Aim of the task: Rewrite the rows starting at the first line and ending at the line containing "(1001, 346)", both included, offsetting every coordinate in the answers by adding 135 to each number and keeping all other lines unchanged. Leave the pictures out of the answer.

(Location identification items)
>>>>

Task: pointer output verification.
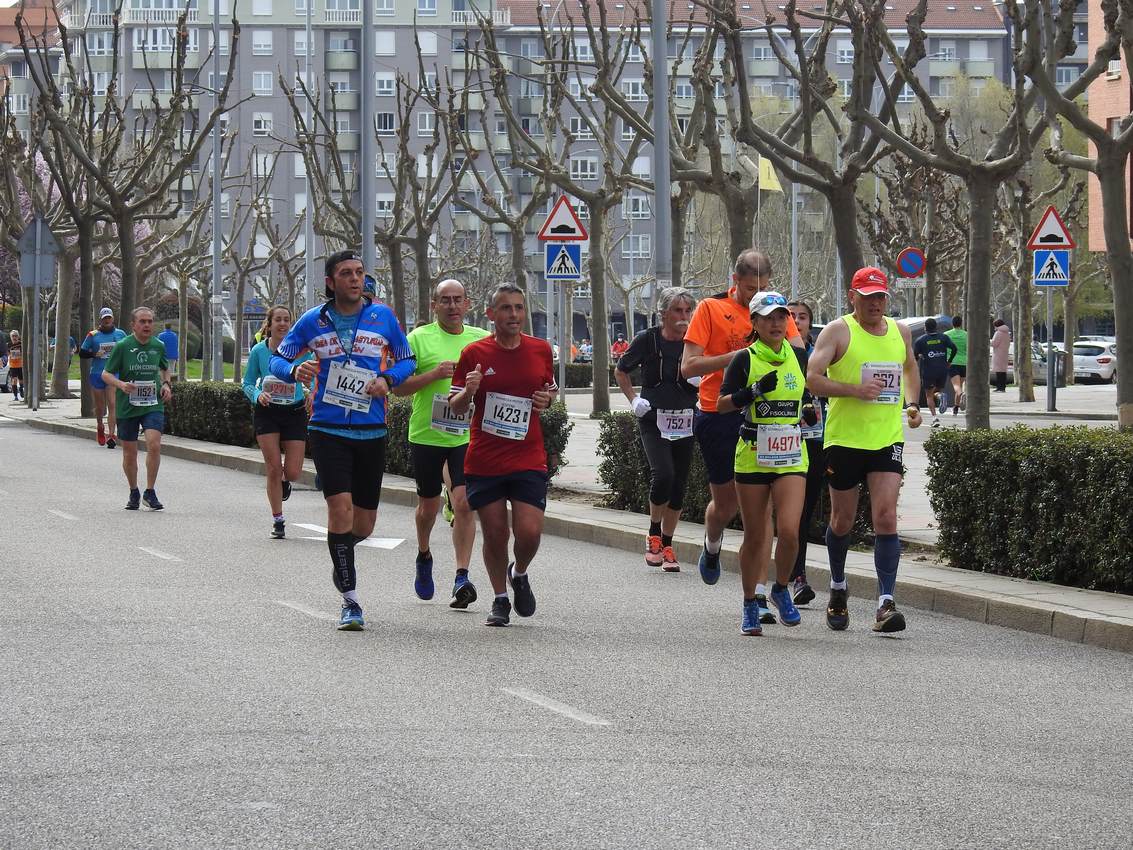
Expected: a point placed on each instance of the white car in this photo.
(1095, 360)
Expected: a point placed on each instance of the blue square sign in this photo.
(563, 261)
(1051, 268)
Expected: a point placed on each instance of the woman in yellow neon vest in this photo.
(768, 382)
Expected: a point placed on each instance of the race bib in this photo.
(507, 416)
(446, 422)
(674, 424)
(144, 393)
(815, 432)
(282, 392)
(889, 374)
(346, 387)
(778, 445)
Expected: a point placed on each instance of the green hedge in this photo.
(220, 413)
(1051, 504)
(624, 470)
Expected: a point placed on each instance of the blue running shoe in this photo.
(750, 622)
(789, 614)
(423, 585)
(463, 592)
(709, 566)
(351, 618)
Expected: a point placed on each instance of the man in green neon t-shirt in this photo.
(439, 438)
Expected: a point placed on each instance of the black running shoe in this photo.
(837, 614)
(521, 586)
(889, 619)
(501, 612)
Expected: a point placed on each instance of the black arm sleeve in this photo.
(737, 374)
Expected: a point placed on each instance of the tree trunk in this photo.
(981, 194)
(65, 306)
(1116, 227)
(129, 266)
(599, 313)
(844, 217)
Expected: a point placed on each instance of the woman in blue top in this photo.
(279, 414)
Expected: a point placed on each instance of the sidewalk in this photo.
(1100, 619)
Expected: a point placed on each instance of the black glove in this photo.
(768, 382)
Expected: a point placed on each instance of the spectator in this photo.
(1001, 346)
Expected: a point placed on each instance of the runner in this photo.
(361, 355)
(664, 411)
(439, 439)
(858, 364)
(801, 592)
(510, 379)
(957, 366)
(96, 347)
(137, 368)
(767, 382)
(934, 351)
(279, 413)
(721, 326)
(15, 365)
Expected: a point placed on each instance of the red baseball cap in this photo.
(869, 280)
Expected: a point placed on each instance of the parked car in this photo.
(1095, 360)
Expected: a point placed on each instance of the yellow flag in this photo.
(768, 179)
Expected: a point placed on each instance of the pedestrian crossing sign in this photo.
(563, 261)
(1051, 268)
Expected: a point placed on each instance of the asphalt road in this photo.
(176, 679)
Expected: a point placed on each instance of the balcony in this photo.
(341, 60)
(469, 17)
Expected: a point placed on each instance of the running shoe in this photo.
(423, 585)
(709, 566)
(750, 622)
(789, 614)
(463, 592)
(521, 586)
(801, 593)
(351, 619)
(765, 612)
(501, 612)
(837, 614)
(889, 619)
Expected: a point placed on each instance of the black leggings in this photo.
(816, 479)
(669, 465)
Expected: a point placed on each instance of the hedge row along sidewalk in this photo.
(1104, 620)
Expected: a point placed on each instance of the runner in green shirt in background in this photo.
(138, 370)
(437, 438)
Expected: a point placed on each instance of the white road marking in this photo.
(368, 543)
(558, 707)
(307, 611)
(159, 553)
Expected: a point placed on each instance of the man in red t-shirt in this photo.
(510, 379)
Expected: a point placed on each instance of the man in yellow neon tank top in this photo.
(863, 363)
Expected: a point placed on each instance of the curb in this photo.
(1081, 627)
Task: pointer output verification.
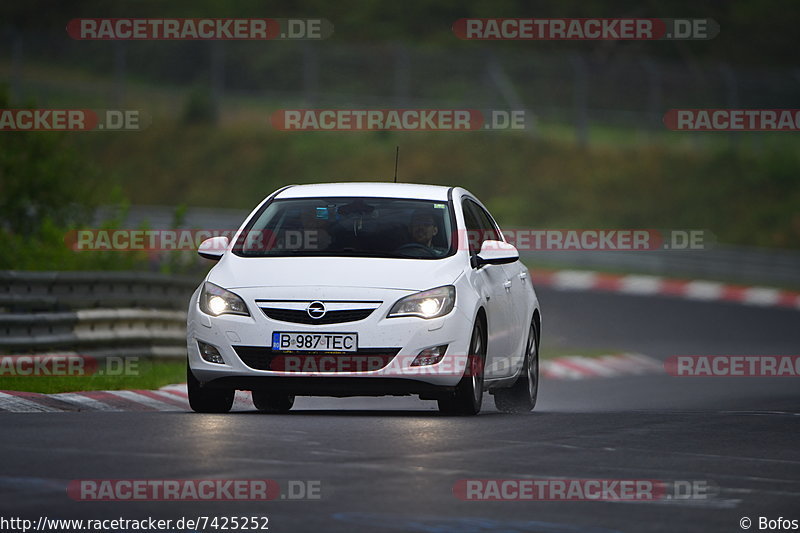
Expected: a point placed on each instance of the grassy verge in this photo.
(149, 375)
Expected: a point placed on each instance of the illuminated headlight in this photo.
(426, 304)
(215, 301)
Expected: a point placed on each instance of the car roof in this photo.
(367, 189)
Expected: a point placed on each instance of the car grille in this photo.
(264, 358)
(301, 316)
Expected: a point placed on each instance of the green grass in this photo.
(151, 375)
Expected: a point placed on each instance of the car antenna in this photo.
(396, 157)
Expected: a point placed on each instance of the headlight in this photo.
(215, 301)
(426, 304)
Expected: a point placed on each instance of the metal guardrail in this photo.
(740, 264)
(94, 313)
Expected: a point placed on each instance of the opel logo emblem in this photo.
(316, 310)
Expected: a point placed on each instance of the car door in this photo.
(492, 285)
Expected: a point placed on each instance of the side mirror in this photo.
(213, 248)
(495, 253)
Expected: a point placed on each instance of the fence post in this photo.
(402, 74)
(310, 73)
(120, 61)
(580, 99)
(16, 66)
(217, 75)
(731, 96)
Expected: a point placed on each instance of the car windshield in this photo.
(347, 227)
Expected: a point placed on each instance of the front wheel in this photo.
(521, 396)
(468, 395)
(205, 400)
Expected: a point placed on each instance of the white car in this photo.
(365, 289)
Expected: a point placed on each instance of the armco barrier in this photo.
(94, 313)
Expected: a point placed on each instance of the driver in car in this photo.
(423, 228)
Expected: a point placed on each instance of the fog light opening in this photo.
(210, 353)
(430, 356)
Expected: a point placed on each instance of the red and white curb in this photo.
(641, 285)
(174, 397)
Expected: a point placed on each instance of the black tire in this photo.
(468, 395)
(521, 397)
(268, 402)
(205, 400)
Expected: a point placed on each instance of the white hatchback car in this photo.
(365, 289)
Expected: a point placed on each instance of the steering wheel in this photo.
(415, 249)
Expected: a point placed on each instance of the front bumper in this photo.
(238, 337)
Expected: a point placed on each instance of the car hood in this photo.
(404, 274)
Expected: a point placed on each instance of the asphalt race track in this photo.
(391, 464)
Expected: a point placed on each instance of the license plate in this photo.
(314, 342)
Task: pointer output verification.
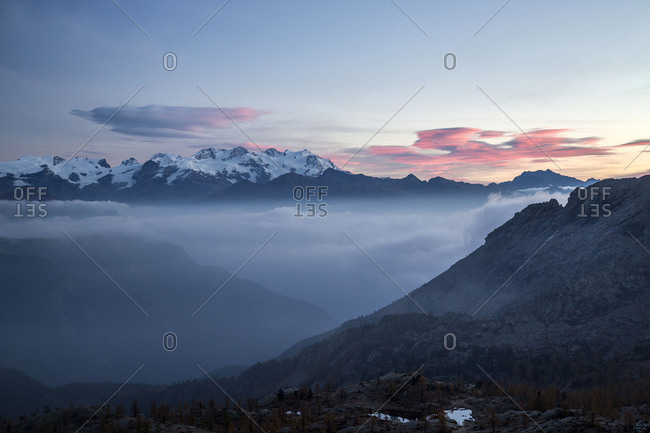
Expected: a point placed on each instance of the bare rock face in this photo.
(555, 295)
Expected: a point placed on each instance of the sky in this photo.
(467, 90)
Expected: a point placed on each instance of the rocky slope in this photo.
(555, 295)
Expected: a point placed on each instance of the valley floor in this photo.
(396, 403)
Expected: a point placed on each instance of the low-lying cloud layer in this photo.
(169, 121)
(310, 259)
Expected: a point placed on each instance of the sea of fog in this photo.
(333, 261)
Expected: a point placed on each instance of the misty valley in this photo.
(507, 307)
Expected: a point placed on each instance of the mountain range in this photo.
(235, 174)
(556, 297)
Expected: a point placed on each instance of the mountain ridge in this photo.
(237, 174)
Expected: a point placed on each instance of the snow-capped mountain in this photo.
(231, 165)
(239, 174)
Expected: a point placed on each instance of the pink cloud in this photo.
(643, 142)
(463, 146)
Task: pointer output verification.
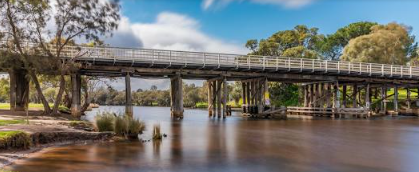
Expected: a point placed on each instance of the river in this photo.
(202, 144)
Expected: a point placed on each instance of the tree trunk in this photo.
(87, 100)
(59, 97)
(47, 109)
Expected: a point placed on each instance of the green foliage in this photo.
(105, 121)
(14, 140)
(306, 39)
(126, 125)
(121, 125)
(388, 44)
(331, 46)
(283, 94)
(8, 122)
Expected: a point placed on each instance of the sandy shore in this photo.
(46, 131)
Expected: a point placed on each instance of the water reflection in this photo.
(199, 143)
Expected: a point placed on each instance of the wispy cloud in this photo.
(170, 31)
(206, 4)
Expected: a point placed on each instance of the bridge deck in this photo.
(167, 59)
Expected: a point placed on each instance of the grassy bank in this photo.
(14, 140)
(8, 122)
(6, 106)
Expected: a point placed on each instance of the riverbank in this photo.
(42, 132)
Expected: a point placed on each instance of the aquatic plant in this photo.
(105, 121)
(135, 126)
(120, 125)
(14, 139)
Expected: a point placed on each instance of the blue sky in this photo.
(225, 25)
(232, 22)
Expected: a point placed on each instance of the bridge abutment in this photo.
(19, 90)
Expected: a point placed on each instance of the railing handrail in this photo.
(229, 59)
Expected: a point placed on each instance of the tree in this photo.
(153, 88)
(26, 21)
(331, 46)
(388, 44)
(300, 42)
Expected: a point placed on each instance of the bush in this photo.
(14, 139)
(127, 126)
(105, 121)
(135, 126)
(121, 125)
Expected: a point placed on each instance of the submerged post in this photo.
(354, 93)
(76, 95)
(128, 98)
(225, 96)
(396, 100)
(19, 90)
(177, 97)
(210, 94)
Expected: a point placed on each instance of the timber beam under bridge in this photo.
(314, 75)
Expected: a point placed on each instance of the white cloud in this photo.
(206, 4)
(171, 31)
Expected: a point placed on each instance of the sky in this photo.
(225, 25)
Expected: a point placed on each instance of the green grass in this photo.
(14, 140)
(8, 122)
(6, 106)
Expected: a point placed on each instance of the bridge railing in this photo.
(220, 60)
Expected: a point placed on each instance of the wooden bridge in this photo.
(324, 83)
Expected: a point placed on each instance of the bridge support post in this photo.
(328, 95)
(244, 93)
(76, 95)
(177, 97)
(354, 93)
(225, 97)
(219, 84)
(128, 98)
(368, 97)
(344, 94)
(305, 88)
(210, 98)
(384, 100)
(408, 101)
(396, 100)
(19, 90)
(214, 98)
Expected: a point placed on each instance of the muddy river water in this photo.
(201, 144)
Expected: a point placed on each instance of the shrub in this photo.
(105, 121)
(8, 122)
(128, 126)
(135, 126)
(121, 125)
(14, 139)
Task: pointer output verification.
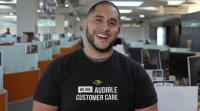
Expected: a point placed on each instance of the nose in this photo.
(105, 27)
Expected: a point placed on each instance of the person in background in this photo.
(24, 38)
(146, 42)
(28, 50)
(8, 31)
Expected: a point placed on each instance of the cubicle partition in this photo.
(3, 93)
(44, 53)
(175, 49)
(20, 72)
(8, 39)
(56, 49)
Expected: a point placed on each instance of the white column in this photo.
(59, 19)
(146, 28)
(26, 16)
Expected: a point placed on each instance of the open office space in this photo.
(163, 36)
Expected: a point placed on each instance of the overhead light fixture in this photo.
(127, 3)
(142, 16)
(125, 11)
(123, 17)
(13, 17)
(127, 19)
(66, 5)
(78, 19)
(8, 2)
(175, 2)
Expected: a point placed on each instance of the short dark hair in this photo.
(92, 9)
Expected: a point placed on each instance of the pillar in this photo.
(59, 19)
(26, 16)
(146, 28)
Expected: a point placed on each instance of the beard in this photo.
(91, 41)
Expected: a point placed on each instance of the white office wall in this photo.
(59, 19)
(77, 30)
(42, 30)
(13, 29)
(132, 33)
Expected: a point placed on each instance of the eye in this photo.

<<<<

Task output:
Task: pointer output verification.
Expected: a point placed on each instance of the white car in this photo.
(1230, 495)
Expected: a point placed on each instance of the blue square sign in this photo.
(698, 396)
(1186, 403)
Expected: a point placed on each instance of the woman in yellow neon vest in this photo.
(903, 517)
Expected: a point placed on each instance of the race bib in this photo.
(642, 551)
(581, 557)
(809, 559)
(279, 528)
(950, 567)
(417, 527)
(1024, 509)
(481, 522)
(913, 580)
Expected: a point placed on each instance of the green hedge in this photo.
(355, 548)
(1186, 639)
(759, 605)
Expected: a point placed on each instance of the blue running shoe in this photo.
(885, 757)
(924, 749)
(558, 720)
(598, 727)
(844, 701)
(486, 753)
Expected: a point placed on each instance of the man in green neon t-shirt in this photo.
(574, 573)
Expected: a point placed on each instance of the black running shoe in this photo.
(972, 749)
(656, 721)
(1024, 754)
(636, 747)
Expected: a point placed on each instance of the black arm sleeve in this photo.
(872, 509)
Expected: a point placed on each instance of the tree trunk in this photo.
(1116, 329)
(200, 441)
(1251, 362)
(264, 401)
(734, 448)
(979, 352)
Expected: a point placed on each instance of the woman in blue top in this photo.
(414, 549)
Expected: a point placed on each instance of the sidewalk in this photo.
(1235, 754)
Expected: a point placed on each instance of the black glove in this photo.
(903, 517)
Expected: a point placed on each instance of the spectator in this photo.
(1136, 481)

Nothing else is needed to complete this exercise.